The Nitrogen Cycle

Nitrogen is an element essential to the survival of living things; where it can be found in land-based plants, terrestrial soils, oceans, rock and marine sediment, and the atmosphere. Nitrogen availability, however, is often limited within ecosystems, and consequently needs to be heavily recycled.

Due to primary producers being unable to utilise nitrogen in its gaseous state, bacteria takes nitrogen from the air and turns it into ammonia – this is called ‘nitrogen fixing’, and is performed by bacteria. Ammonium sometimes from animal waste, can also be turned into nitrates and nitrites, through a process called ‘nitrification’  conducted by nitrifying bacteria. Plants then take these nitrites and nitrates up through their roots to be used to produce chlorophyll, which is crucial in the process of photosynthesis. Excess nitrites and nitrates undergo denitrification by bacteria, and returned to the atmosphere as nitrogen. See Figure 1 for a visual representation.

With increased usage of fossil fuels and fertilisers there have been increasing alterations in ecosystems due to increased nitrogen levels. In terrestrial systems this has lead to nutrient imbalances in trees, changes in forests and decreased biodiversity, as well as affecting aquatic systems, with increased ecosystem crashes through a process called eutrophication.

- **AIM OF THE EXERCISE**: Pick up the nitrogen cycle text after its last sentence and continue writing it.

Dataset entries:
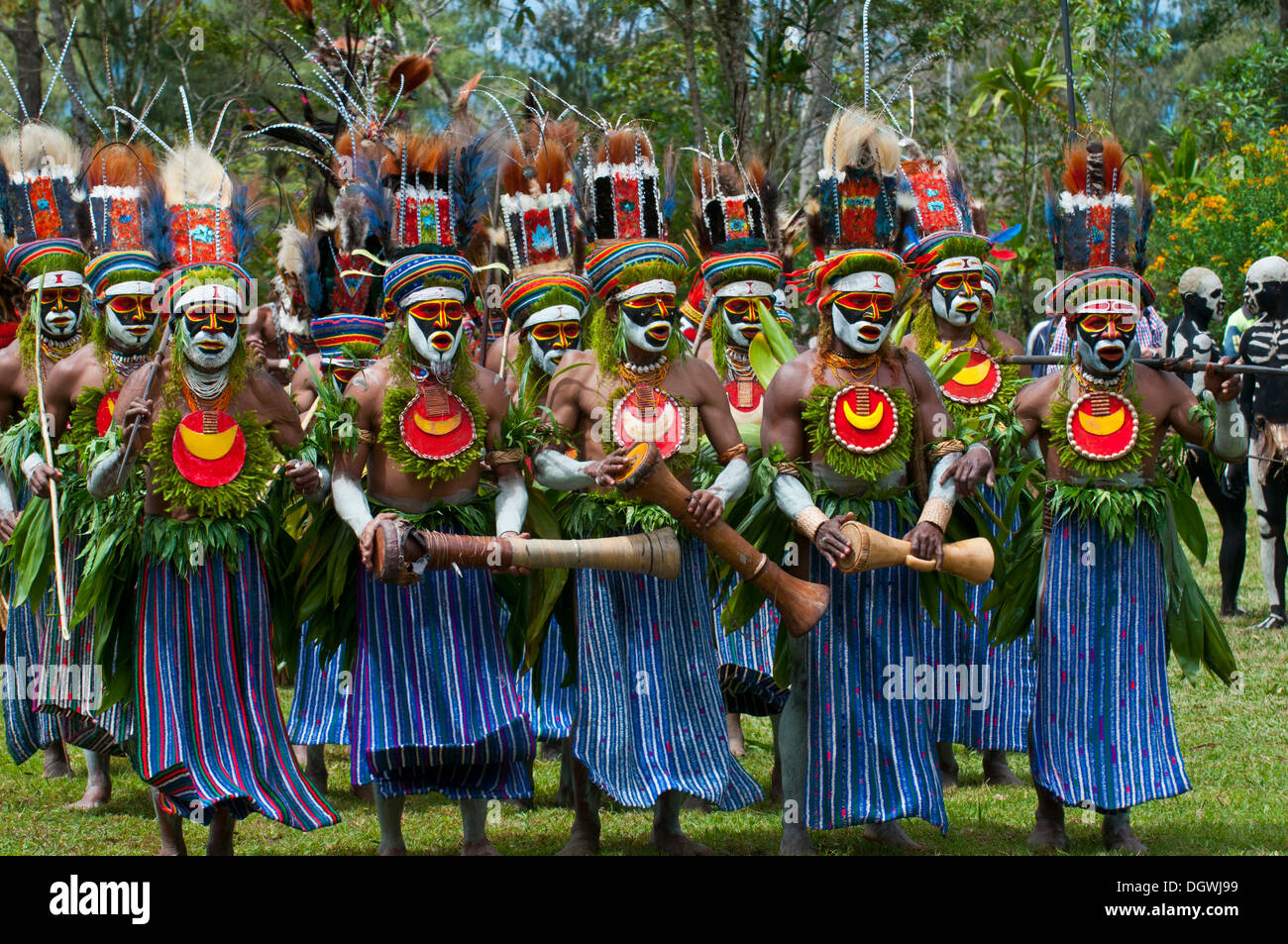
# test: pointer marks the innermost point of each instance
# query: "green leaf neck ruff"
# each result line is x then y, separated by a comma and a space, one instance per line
863, 432
1103, 434
433, 432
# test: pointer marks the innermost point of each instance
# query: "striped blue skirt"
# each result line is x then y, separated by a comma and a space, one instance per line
649, 713
1103, 728
81, 721
434, 702
320, 710
552, 713
987, 712
871, 755
209, 724
26, 729
747, 664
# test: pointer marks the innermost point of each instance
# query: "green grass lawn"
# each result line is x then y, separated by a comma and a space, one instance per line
1235, 746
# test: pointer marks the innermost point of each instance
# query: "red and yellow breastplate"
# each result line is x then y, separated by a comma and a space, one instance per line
975, 382
106, 412
863, 419
436, 424
1102, 425
649, 415
745, 399
209, 447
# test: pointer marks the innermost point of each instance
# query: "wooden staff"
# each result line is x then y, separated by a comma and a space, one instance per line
53, 498
1158, 364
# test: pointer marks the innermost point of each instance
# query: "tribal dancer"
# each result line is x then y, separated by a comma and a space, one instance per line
80, 397
858, 417
434, 702
325, 278
1265, 408
648, 707
1189, 336
948, 259
545, 305
43, 193
735, 209
1103, 733
210, 428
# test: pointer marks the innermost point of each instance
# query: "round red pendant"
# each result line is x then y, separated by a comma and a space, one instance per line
864, 428
1103, 433
209, 449
443, 436
106, 411
975, 382
664, 425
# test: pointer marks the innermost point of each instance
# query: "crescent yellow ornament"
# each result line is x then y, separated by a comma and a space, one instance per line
1103, 425
970, 376
209, 446
437, 426
868, 421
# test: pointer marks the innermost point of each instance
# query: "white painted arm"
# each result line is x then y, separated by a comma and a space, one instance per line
351, 502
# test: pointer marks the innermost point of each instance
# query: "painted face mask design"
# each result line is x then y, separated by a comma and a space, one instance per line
436, 329
130, 320
862, 318
59, 310
211, 327
648, 321
1107, 334
552, 333
1263, 284
956, 294
742, 318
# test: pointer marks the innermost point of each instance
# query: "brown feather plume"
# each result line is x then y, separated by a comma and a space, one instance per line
120, 165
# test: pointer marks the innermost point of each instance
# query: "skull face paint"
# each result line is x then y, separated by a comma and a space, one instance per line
863, 310
550, 334
436, 327
211, 329
58, 307
1263, 284
1106, 330
956, 290
648, 321
130, 320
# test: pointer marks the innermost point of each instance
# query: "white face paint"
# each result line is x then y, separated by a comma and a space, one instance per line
130, 321
956, 290
552, 333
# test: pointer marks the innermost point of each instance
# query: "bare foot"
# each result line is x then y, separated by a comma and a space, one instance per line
797, 841
220, 839
1120, 839
98, 790
733, 730
55, 762
997, 772
892, 835
677, 844
696, 802
581, 844
1047, 835
947, 765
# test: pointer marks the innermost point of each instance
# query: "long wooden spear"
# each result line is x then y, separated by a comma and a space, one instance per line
53, 497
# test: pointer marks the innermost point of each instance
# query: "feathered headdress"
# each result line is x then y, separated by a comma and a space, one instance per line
1093, 222
537, 213
855, 204
630, 198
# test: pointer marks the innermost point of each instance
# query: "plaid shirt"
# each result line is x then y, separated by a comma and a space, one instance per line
1149, 334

- **RESPONSE BOX**:
Figure 1: A visual representation of each process within the nitrogen cycle

nitrogen cycle .png

“Untitled”,2018, Graphic, Online Biology Notes. Source: (Accessed 04/12/2018)


Key terms:

Nitrogen Fixation – The chemical process that turns nitrogen into ammonia.

Nitrification – The chemical process of turning ammonium into nitrite, and then nitrite into nitrate.

Denitrification – The chemical process of turning nitrate into nitrogen.

Chlorophyll – Green pigment in a plant which absorbs sunlight to be used in photosynthesis.

Photosynthesis – The process of plants using energy from sunlight to break down water and carbon dioxide, producing oxygen as a by-product.

Biodiversity – The variety of flora and fauna species in an area/ecosystem (see An Introduction to Biodiversity article for more information)

Eutrophication – The excessive richness of nutrients in a water body causing a damagingly dense growth of plant life.